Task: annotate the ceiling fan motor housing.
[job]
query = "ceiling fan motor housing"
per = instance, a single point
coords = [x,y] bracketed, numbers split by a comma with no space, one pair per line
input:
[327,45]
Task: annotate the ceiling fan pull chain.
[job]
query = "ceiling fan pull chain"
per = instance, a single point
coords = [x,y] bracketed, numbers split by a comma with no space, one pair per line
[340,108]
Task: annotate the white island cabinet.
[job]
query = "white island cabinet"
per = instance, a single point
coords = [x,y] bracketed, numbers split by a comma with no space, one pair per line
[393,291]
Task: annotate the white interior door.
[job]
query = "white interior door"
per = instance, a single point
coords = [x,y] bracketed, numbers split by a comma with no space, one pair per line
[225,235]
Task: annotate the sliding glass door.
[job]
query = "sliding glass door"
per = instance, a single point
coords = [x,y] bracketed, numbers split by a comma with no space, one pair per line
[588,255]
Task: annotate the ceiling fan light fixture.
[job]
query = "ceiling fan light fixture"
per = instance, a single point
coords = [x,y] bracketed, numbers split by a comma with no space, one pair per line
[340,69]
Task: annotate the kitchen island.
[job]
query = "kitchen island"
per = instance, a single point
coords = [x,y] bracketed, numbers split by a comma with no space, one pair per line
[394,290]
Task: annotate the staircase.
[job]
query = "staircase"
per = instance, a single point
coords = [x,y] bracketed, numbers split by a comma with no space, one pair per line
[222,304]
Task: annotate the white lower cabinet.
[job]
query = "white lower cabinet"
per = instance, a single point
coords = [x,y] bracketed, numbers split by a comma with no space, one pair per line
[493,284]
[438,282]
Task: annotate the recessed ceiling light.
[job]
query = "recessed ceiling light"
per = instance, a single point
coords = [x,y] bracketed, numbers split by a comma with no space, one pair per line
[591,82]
────────────────────────────────────────
Your goal: Check every line of the entries above, and copy those that carry the string "door".

Task result:
Task: annotate the white interior door.
query = "white interior door"
Task: annotate the sliding glass door.
query = "sliding glass door"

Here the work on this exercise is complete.